> [TASK PROMPT] Select every line that contains the word "pole", and copy each one. Case counts.

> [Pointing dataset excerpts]
++++++++++++++++++++
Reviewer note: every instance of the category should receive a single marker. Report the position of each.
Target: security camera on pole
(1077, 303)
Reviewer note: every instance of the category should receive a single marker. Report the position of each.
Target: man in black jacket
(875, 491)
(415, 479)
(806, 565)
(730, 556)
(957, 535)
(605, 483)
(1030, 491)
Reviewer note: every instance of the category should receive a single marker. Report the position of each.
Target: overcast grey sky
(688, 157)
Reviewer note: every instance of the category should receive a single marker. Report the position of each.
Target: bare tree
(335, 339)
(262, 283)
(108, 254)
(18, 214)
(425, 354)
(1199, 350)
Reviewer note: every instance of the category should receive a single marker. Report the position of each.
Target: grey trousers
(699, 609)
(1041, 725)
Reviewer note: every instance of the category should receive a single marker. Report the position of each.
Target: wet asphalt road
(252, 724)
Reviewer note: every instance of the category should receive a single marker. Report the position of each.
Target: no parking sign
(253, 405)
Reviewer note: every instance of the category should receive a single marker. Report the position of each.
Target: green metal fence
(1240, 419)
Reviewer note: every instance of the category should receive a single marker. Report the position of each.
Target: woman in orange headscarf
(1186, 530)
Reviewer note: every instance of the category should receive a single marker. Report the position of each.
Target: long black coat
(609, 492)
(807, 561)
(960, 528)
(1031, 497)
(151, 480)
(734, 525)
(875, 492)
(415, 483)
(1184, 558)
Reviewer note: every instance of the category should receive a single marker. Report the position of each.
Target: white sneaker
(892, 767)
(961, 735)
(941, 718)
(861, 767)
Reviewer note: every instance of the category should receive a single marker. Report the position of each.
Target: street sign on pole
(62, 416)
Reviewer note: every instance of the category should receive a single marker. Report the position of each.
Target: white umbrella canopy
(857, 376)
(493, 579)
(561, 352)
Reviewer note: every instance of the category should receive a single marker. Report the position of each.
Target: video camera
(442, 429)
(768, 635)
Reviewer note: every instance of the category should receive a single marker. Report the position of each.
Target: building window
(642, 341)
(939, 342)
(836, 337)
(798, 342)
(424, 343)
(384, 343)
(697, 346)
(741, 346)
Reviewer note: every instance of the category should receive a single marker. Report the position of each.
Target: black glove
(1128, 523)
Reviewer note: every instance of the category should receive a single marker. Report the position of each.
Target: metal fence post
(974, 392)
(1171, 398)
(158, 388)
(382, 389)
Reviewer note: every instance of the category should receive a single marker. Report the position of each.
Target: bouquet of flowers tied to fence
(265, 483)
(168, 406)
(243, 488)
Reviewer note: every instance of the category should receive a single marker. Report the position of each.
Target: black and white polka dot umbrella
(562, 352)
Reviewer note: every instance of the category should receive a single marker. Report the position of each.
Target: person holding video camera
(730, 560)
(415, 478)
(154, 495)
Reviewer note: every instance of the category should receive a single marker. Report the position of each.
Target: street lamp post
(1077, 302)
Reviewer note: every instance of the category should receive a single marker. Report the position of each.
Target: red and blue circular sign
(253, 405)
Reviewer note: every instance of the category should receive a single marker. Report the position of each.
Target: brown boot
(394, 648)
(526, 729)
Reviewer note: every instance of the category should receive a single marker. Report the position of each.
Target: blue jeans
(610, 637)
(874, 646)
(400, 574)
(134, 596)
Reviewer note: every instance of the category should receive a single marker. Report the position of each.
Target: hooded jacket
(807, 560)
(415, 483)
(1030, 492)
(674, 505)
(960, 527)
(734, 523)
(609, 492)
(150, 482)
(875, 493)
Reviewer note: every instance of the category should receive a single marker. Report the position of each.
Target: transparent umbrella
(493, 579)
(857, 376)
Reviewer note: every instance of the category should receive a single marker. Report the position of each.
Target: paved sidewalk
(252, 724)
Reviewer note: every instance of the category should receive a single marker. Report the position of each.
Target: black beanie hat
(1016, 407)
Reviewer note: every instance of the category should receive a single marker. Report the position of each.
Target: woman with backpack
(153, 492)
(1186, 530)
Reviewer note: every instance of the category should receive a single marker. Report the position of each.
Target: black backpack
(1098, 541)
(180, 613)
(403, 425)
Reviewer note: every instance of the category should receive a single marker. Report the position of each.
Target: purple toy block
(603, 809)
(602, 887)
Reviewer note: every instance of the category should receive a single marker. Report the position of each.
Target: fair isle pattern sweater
++++++++++++++++++++
> [OUTPUT]
Target: security camera on pole
Target: street sign on pole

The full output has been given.